# Please write so 'normal' people understand



## Simon M (Oct 9, 2008)

Please can you try and write with the correct grammar and spelling, even the correct words would be nice!:censor: Well I say that - its basic grammar- basic spelling - English wasn't my best subject - fair one if English isnt your 1st Language- but what is wrong with copy and paste into word and spell check? 

I'm the first one who spells something wrong and doesn't use correct :blah:grammar all the time. But what I'm trying to say is, can you use correct words. 
:help:
Words without numbers would be a start.:crazy: *gr8*
:hmm:
Posts are appearing and I am unable to read them, due to the fact they do not make sense. Or am I just getting old (I'm 29) lol. Is this what my dad went through? Is it an old cycle?:shock:

We all make common mistakes and I am Dyslexic -(think that is spelt wrong lol) BUT its driving me crazy! PLEASE PLEASE PLEASE PROOF read your posts!!! Preview them please!!:banghead:

Threads containing this should be banned e.g: :devil:

_u ma will not c often or not at all and for most pet shops by them at £30 each but the 1 nere me is foll and i really cant_

*WHAT........in ENGLISH*


_Hi how do i sell 70 babues at 365 for all where or and how woukld buy them at that price do othered price c my threads please some 1 help
_*
Speechless! *:gasp:

Rant over :blush:


----------



## Freakinfreak (May 13, 2009)

Du u fink ur speshal or sumfin coz we dnt av 2 rite lyk dat jus 4 u man


----------



## Simon M (Oct 9, 2008)

*Pardon?*





:lol2:


----------



## rum&coke (Apr 19, 2009)

you can download a free program called iespell and it lets you check text in INTERNET explore and corrects them. I suck at spelling so find it useful.


----------



## SkinheadOi85 (Sep 28, 2008)

I agree with this, My English isnt the greatest but come on people!!!


I also find it tends to be sellers and people asking for advice who type like the above accused.


----------



## SkinheadOi85 (Sep 28, 2008)

Freakinfreak said:


> Du u fink ur speshal or sumfin coz we dnt av 2 rite lyk dat jus 4 u man



Abbie you my dear are indeed SPESSSHUULLLL





x


----------



## Bexterminate (Jun 9, 2010)

Lolol can't be an old thing because im 17 and it annoys me too  I dont mind if its readable but yeh, those examples you showed are pretty horiffic  : victory:


----------



## Ophexis (Feb 19, 2010)

Ah you quote Terry so well!
Bad spelling/grammar/vocabulary drives me up the wall too - there are 12 year olds on here who spell better than a lot of the other members!!:devil:


----------



## Graham (Jan 27, 2007)

I tend to ignore those posts, if someone comes on here wanting help then the least they can do is to ask in the native language of the people they want help from! I just can't be bothered to decipher it all.

I went though a phase of responding to such posts in a foreign language, usually Dutch, with the help of Babelfish. I may start again as it seems to be getting worse, probably something to do with school holidays.


----------



## Simon M (Oct 9, 2008)

Graham said:


> I went though a phase of responding to such posts in a foreign language, usually Dutch, with the help of Babelfish.


Soons good to me or should I say :

*Het goed van Soons* 



Now that sounds like a good plan! :lol2:


----------



## Graham (Jan 27, 2007)

Give it a try, it's funny when they come back to you complaining that they can't understand what you're saying, then you can explain the concept of irony to them... in Dutch!


----------



## Simon M (Oct 9, 2008)

I really like you!!............We share the same out look!! :notworthy:
Lucy


----------



## Graham (Jan 27, 2007)

TO BE DONE:
a) Name each distinct username that heads a post in the forum thread about spelling and grammar.
b) Carry on the forum thread about spelling and grammar from the point where it stops.

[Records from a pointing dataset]
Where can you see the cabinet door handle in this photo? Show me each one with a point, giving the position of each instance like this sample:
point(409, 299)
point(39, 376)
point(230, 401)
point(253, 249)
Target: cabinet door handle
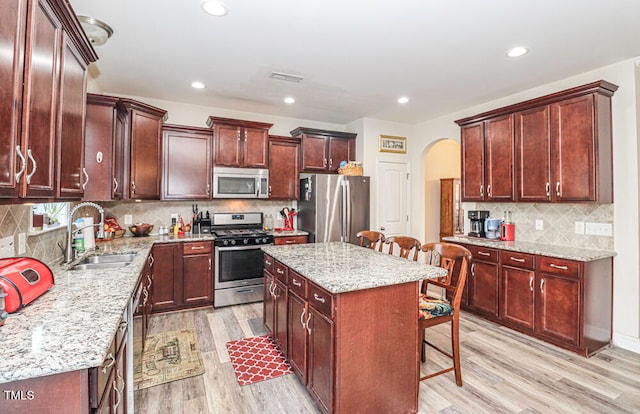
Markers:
point(23, 163)
point(110, 364)
point(86, 178)
point(118, 396)
point(302, 319)
point(319, 298)
point(35, 166)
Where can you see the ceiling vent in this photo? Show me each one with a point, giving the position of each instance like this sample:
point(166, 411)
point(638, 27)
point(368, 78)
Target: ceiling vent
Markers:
point(286, 77)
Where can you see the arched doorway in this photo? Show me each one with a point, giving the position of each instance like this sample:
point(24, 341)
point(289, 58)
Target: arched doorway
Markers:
point(440, 160)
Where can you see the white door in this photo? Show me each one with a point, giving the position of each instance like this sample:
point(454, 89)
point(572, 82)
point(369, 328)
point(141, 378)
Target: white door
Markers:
point(393, 198)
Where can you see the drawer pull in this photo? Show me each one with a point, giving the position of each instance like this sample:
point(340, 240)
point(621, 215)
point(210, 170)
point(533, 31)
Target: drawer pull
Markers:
point(319, 298)
point(110, 364)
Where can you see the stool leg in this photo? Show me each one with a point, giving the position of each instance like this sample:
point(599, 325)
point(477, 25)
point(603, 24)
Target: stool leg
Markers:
point(455, 345)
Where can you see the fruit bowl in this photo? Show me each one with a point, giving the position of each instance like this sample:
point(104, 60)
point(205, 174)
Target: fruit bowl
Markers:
point(141, 229)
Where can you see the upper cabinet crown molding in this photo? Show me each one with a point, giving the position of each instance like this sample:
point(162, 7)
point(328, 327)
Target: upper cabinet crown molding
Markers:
point(556, 148)
point(601, 87)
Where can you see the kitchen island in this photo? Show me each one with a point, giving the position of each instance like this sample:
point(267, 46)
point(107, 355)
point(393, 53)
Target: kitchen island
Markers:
point(347, 319)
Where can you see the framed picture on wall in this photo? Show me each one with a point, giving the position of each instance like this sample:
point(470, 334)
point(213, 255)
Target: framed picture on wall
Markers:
point(389, 143)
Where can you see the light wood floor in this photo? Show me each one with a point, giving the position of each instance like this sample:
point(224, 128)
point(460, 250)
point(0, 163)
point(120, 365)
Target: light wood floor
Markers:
point(502, 371)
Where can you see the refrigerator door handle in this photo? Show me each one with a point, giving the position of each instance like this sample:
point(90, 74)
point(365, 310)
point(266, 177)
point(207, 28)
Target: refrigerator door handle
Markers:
point(343, 211)
point(347, 232)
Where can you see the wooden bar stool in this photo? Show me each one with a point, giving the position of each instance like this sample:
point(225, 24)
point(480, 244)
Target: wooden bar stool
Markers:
point(406, 244)
point(373, 239)
point(434, 311)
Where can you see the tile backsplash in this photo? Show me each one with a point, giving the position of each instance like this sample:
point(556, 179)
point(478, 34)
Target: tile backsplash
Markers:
point(14, 219)
point(558, 220)
point(159, 213)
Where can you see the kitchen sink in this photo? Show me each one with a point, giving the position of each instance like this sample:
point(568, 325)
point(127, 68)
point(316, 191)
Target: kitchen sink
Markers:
point(105, 261)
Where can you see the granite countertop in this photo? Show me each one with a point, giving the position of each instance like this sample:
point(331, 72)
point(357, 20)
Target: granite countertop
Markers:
point(342, 267)
point(289, 233)
point(563, 252)
point(71, 326)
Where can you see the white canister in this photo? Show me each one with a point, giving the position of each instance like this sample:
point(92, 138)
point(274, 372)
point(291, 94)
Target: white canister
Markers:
point(88, 233)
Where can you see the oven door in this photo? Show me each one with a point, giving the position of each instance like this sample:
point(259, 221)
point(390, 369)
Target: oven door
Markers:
point(238, 266)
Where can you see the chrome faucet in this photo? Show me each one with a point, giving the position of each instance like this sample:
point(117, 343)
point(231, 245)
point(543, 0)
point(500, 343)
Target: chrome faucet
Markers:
point(68, 254)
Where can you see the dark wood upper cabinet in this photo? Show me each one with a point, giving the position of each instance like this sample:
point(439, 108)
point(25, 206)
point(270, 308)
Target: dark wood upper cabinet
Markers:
point(556, 148)
point(72, 175)
point(284, 161)
point(42, 99)
point(101, 133)
point(238, 143)
point(322, 151)
point(186, 162)
point(143, 150)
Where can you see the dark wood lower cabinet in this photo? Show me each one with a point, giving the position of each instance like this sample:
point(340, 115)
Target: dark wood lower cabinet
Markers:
point(344, 364)
point(564, 302)
point(182, 275)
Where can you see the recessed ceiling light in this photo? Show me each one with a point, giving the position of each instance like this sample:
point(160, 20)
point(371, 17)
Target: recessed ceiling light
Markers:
point(517, 51)
point(215, 8)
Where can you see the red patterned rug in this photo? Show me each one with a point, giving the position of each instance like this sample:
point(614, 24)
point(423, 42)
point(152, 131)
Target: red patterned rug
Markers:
point(257, 359)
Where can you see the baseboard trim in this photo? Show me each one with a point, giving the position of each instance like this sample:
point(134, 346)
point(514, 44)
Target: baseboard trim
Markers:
point(627, 342)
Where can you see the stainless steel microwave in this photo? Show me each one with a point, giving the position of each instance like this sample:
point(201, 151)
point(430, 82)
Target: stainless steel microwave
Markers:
point(231, 182)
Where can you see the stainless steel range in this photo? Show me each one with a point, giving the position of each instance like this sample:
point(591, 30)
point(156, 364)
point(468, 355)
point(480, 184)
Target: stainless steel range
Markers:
point(238, 257)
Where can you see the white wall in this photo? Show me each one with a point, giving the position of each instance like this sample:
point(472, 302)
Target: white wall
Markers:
point(626, 312)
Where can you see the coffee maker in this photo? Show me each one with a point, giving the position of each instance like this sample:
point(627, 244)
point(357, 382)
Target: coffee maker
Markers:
point(477, 218)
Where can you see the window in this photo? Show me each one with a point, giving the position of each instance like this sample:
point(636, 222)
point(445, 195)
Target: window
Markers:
point(48, 216)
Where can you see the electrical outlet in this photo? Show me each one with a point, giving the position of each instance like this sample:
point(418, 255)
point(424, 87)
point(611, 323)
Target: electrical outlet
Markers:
point(6, 247)
point(22, 243)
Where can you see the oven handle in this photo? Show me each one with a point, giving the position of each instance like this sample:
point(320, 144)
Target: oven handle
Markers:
point(228, 249)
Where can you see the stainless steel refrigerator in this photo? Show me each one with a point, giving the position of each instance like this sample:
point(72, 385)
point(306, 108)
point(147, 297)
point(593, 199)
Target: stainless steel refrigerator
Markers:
point(333, 207)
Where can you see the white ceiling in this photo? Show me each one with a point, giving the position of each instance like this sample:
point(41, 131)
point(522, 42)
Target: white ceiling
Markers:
point(356, 56)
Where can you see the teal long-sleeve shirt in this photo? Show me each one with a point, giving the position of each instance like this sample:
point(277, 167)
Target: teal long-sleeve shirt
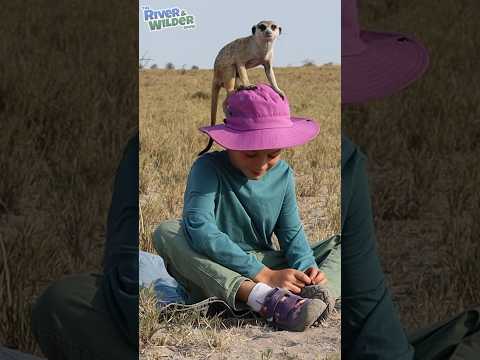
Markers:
point(226, 215)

RESULTS IN ORDER:
a) Simon M, Freakinfreak, rum&coke, SkinheadOi85, Bexterminate, Ophexis, Graham

b)
You're an awkward bugger too then?


----------



## James McFish (Jul 22, 2010)

Graham said:


> You're an awkward bugger too then?


It's the way forward! :lol2:


----------



## boze (Jul 21, 2009)

I sense a budding romance...

:lol2:

D


----------



## Graham (Jan 27, 2007)

Hmm, I'm not sure that She would approve of that!


----------



## purple-vixen (Feb 4, 2009)

I am with you 100% Graham. And my spelling and grammar is far from perfect!

There is a difference between people who struggle, and those that actually cannot be bothered. If you would like some help, people may well take you more seriously if you use english as opposed to "txt spk".

There was a post a good few months back and it was one huge paragraph with no full stops, and someone actually went through it, edited it, re-spelled a lot of the words, and all the person did was tell them to "get stuffed" and they are leaving as it is such an awful place!

The person actually made it readable to those of us who wanted to help in a polite way.

Can't please everyone! I now tend to avoid some threads because I can't understand the question, and I don't want to come across as being rude.


----------



## jools (Apr 4, 2009)

I so agree with this. I know not everyone will find spelling easy and we all make the odd typo. It is the poor punctuation, grammar and syntax that makes so many posts difficult to understand and can, at times, actually change the meaning of what someone is trying to say.


----------



## Big Red One (Oct 17, 2007)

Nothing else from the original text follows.